◆ Выбранный отрывок ◆
----------------------------------------
Сбитая с толку их странным запахом и писком, кошка, кроме того, обнаруживала, что у лисят ненасытный аппетит; и после неоднократных вылизываний и кормежек они наконец-то начинали пахнуть по-кошачьи, хотя ее упорные попытки обучить их кошачьим искусствам в основном проваливались. Мяукая им «как можно отчетливее… чтобы научить, как должны разговаривать нормальные кошки», она так и не могла добиться ответного мяуканья, а от их громкого лая она вечно вздрагивала. «В глубине своей кошачьей души она стыдилась того, что они лают», – размышляла Антонина, добавляя, что сиротки бывали шумными и «легко раздражались». Зато они запросто осваивали грациозные кошачьи прыжки по столам, сервантам и высоким книжным шкафам, и обитатели виллы часто наталкивались на очередного лисенка, который, свернувшись в форме баварской супницы, посапывал на фортепьяно или комоде.
Предпочитая живую еду, Бальбина каждый день охотилась за домом, чтобы прокормить свое потомство, усердно таская им птичек, кроликов, полевых мышей и крыс, хотя, как вскоре она обнаружила, охотиться нужно без остановки, чтобы утолить их вечный голод. Она выводила на охоту и лисят, и за небольшой худой кошкой в серую полоску шли отпрыски, в три раза крупнее мамаши, с вытянутыми мордами и пушистыми черными хвостами, на концах которых красовались белые кисточки. Она учила их подкрадываться к добыче, замирая, словно сфинкс, набрасываться на жертву, и, если кто-то из отпрысков отбивался от остальных, кошка сипло мяукала, пока молодой лисенок не возвращался послушно к семейной стае. Каждый раз, когда на глаза попадался цыпленок, лисята выслеживали его, проворно подкрадываясь на животе, а потом стремительно набрасывались, разрывая острыми зубами и рыча во время еды, – Бальбина же держалась поодаль и наблюдала.
----------------------------------------
◆ Набор заданий ◆
A - Ответьте на вопросы по отрывку о кошке и лисятах:
(i) На каких предметах мебели обитатели виллы находили спящих лисят?
(ii) Какую добычу Бальбина таскала своему потомству?
(iii) Во сколько раз отпрыски были крупнее мамаши?
B - Продублируйте часть отрывка о кошке и лисятах: начните со слов «Сбитая с толку» и остановитесь после слов «фортепьяно или комоде.».
C - Продолжите отрывок о кошке и лисятах, начав сразу после его последнего предложения.
Эти строки взяты из другого источника.

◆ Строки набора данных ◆
----------------------------------------
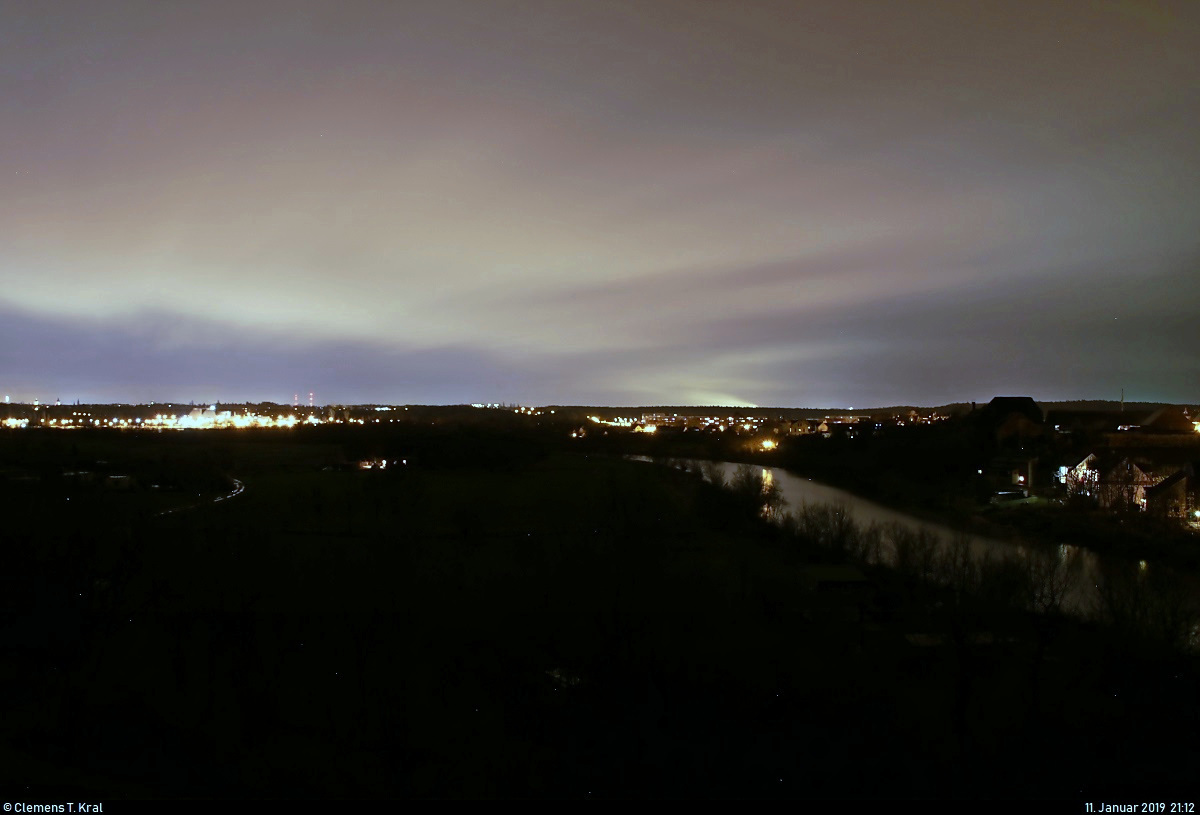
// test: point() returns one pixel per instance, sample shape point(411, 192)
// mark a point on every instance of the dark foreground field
point(534, 624)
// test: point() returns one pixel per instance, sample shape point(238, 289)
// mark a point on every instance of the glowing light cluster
point(211, 419)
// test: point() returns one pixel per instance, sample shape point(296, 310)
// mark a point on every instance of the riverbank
point(1045, 523)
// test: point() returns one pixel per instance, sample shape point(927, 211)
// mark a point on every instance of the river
point(1086, 567)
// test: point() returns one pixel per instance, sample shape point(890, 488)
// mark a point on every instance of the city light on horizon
point(799, 204)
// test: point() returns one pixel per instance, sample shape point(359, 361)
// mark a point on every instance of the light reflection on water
point(1079, 598)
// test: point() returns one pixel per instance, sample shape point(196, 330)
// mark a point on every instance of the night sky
point(621, 203)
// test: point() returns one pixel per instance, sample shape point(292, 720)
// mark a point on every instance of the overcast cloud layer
point(795, 203)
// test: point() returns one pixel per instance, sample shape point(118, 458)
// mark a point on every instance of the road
point(238, 489)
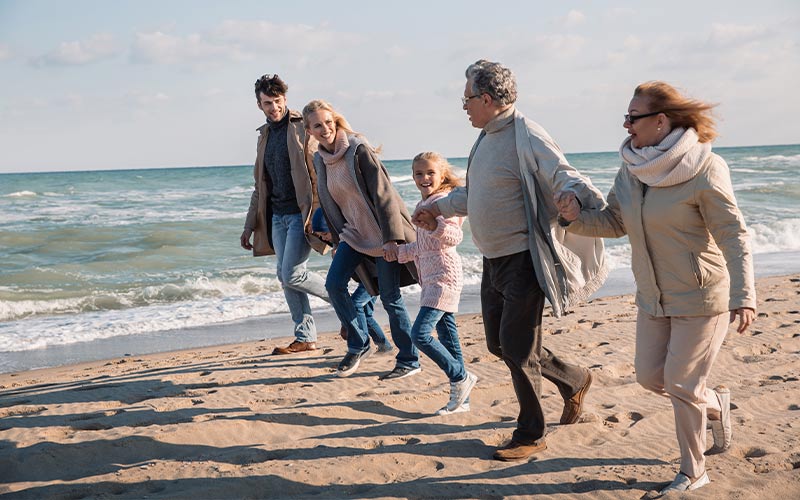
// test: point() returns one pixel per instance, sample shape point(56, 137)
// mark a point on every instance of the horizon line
point(177, 167)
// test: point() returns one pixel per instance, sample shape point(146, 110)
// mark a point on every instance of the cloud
point(161, 48)
point(574, 18)
point(732, 35)
point(79, 53)
point(234, 40)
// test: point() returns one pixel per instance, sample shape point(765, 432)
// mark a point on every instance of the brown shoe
point(294, 347)
point(573, 407)
point(519, 451)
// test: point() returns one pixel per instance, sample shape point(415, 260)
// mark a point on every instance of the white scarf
point(676, 159)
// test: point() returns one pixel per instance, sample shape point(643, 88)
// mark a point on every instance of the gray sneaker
point(350, 362)
point(721, 429)
point(384, 349)
point(459, 391)
point(400, 372)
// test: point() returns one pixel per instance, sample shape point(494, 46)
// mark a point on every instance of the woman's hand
point(426, 217)
point(746, 318)
point(390, 251)
point(567, 204)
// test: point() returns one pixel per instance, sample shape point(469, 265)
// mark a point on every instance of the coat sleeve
point(454, 204)
point(605, 222)
point(554, 173)
point(724, 221)
point(250, 220)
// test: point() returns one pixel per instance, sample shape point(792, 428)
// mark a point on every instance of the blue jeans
point(342, 268)
point(445, 352)
point(292, 251)
point(365, 304)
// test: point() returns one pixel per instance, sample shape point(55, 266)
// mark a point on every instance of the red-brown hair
point(682, 111)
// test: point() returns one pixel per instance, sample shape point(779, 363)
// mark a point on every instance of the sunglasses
point(632, 118)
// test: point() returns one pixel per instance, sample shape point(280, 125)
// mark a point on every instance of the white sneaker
point(721, 429)
point(459, 391)
point(683, 483)
point(444, 411)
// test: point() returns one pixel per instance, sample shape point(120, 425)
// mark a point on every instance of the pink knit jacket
point(438, 262)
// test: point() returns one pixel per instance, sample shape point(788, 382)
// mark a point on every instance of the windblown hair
point(494, 79)
point(320, 105)
point(449, 178)
point(271, 85)
point(338, 119)
point(682, 111)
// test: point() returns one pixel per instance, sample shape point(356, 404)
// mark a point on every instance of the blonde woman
point(691, 261)
point(367, 218)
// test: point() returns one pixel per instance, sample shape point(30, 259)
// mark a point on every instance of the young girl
point(440, 275)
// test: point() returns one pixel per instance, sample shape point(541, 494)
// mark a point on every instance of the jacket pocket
point(698, 275)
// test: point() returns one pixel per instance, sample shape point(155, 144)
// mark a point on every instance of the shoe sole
point(460, 409)
point(517, 459)
point(349, 371)
point(472, 381)
point(407, 374)
point(580, 395)
point(720, 429)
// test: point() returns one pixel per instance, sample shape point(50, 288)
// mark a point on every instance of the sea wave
point(21, 194)
point(68, 303)
point(791, 159)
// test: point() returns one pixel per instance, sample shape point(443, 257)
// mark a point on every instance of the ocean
point(112, 258)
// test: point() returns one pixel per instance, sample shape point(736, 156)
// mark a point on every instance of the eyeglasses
point(465, 99)
point(632, 118)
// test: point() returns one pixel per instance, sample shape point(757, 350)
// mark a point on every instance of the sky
point(88, 85)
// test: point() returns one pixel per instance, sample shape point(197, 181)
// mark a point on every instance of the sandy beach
point(236, 422)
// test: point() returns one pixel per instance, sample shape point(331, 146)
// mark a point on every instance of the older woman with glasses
point(691, 261)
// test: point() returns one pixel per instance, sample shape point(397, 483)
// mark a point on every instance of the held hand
point(244, 239)
point(567, 205)
point(746, 318)
point(390, 251)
----------------------------------------
◆ Ответы по заданиям ◆
A -
(i) На фортепьяно или комоде.
(ii) Птичек, кроликов, полевых мышей и крыс.
(iii) В три раза.

B -
Сбитая с толку их странным запахом и писком, кошка, кроме того, обнаруживала, что у лисят ненасытный аппетит; и после неоднократных вылизываний и кормежек они наконец-то начинали пахнуть по-кошачьи, хотя ее упорные попытки обучить их кошачьим искусствам в основном проваливались. Мяукая им «как можно отчетливее… чтобы научить, как должны разговаривать нормальные кошки», она так и не могла добиться ответного мяуканья, а от их громкого лая она вечно вздрагивала. «В глубине своей кошачьей души она стыдилась того, что они лают», – размышляла Антонина, добавляя, что сиротки бывали шумными и «легко раздражались». Зато они запросто осваивали грациозные кошачьи прыжки по столам, сервантам и высоким книжным шкафам, и обитатели виллы часто наталкивались на очередного лисенка, который, свернувшись в форме баварской супницы, посапывал на фортепьяно или комоде.

C -
«Родив» таким образом несколько поколений лисят, изможденная и сбитая с толку всем происходящим, Бальбина в итоге смирилась со странными манерами детенышей – они росли наполовину кошками, она стала наполовину лисицей. Расхваливая в дневнике ее уживчивый характер и то, что она никогда не нападала на обитателей виллы, Антонина писала: «У нее как будто имелся собственный кодекс чести». Она не трогала попугайчиков Ли́сника, даже когда он выпускал их из клетки полетать; кролик Вицек не привлекал ее внимания, так же как и петушок Куба; она не удосуживалась охотиться на мышь, проникшую в дом; и если в окно случайно влетала птица (дурная примета), она лишь лениво следила за ней. Однако один новый обитатель все же возродил ее охотничьи инстинкты.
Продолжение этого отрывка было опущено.